- Alıştırma görevleri -
1. Terörle mücadele üzerine yazıda "Burada şu soruyu" ile "neyi dayatmaya çalışıyor?" arasındaki bölümü, her iki ifade de dahil olmak üzere, aynen yazıya geçirin.
2. Terörle mücadele üzerine yazıya göre şu ifadelerin her biri için evet ya da hayır deyin ve kararı belirleyen sözleri yazıdan aynen alıntılayın: (a) Türkiye'nin terörle mücadelesi kırk yılı aşkın süredir sürmektedir. (b) Türkiye'ye karşı kullanılan terörü himaye eden aklın kimliği gizlidir. (c) Yazar, sorduğu soruya verilecek cevabın belirsiz olduğunu söyler.

- Kaynak metin -

++++++++++

Türkiye'yi çökertmek istiyorlar
Kırk yıla aşkındır Türkiye’nin terörle mücadelesi yoğun bir şekilde devam ediyor. Nerdeyse ülkemizde şehit vermemiş tek hane ve tek aile yok gibi desek hiç abartmış olmayız.
Burada şu soruyu soralım.
Türkiye’yi vuran terörün, kumpas ve tuzakların,
kalkışma ve darbe girişimlerinin arkasında hangi üst akıl var. Bu akıl bize
yıllarca ne söylemek istiyor ve neyi dayatmaya çalışıyor?
Cevap gayet net. Türkiye’yi düşürmek, yeniden
uluslarası sömürgeci güçlerin oyuncağı ve bağımlısı haline getirmek…
Bir soru daha. Türkiye’ye karşı kullanılan terörü
hangi üst akıl himaye ediyor? Aslında bu aklın kimliği gizli değil, biliniyor.

++++++++++

- Veri kayıtları -

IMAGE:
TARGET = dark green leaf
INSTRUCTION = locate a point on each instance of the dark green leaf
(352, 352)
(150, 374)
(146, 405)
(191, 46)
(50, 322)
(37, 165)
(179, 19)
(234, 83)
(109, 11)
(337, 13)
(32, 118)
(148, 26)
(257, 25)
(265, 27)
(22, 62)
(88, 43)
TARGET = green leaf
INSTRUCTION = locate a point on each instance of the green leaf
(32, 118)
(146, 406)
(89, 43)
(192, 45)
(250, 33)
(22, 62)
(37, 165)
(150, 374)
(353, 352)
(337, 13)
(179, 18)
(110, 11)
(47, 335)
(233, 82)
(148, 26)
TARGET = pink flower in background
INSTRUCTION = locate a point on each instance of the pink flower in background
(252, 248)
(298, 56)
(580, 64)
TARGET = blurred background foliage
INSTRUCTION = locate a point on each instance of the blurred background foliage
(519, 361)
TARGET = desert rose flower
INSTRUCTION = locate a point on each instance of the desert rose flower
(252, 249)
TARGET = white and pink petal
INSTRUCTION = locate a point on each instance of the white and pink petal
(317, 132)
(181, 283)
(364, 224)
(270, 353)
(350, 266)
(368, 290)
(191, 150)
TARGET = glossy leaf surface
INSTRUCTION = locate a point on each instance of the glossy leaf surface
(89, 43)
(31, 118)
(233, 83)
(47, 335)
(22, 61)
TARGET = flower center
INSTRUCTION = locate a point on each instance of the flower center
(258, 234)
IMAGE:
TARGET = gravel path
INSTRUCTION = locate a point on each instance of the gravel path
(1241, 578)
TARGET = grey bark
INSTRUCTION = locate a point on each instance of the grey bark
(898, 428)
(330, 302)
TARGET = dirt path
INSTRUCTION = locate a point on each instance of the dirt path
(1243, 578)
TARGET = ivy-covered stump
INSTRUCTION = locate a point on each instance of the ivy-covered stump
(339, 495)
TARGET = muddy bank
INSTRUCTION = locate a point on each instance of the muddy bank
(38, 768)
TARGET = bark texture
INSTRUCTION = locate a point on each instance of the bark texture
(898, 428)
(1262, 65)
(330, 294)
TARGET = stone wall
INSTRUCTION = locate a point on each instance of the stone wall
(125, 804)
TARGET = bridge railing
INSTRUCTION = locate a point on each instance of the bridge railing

++++++++++

- Yanıt listesi -
1.
Burada şu soruyu soralım.
Türkiye’yi vuran terörün, kumpas ve tuzakların,
kalkışma ve darbe girişimlerinin arkasında hangi üst akıl var. Bu akıl bize
yıllarca ne söylemek istiyor ve neyi dayatmaya çalışıyor?

2.
(a) Evet: "Kırk yıla aşkındır Türkiye’nin terörle mücadelesi yoğun bir şekilde devam ediyor."
(b) Hayır: "Aslında bu aklın kimliği gizli değil, biliniyor."
(c) Hayır: "Cevap gayet net."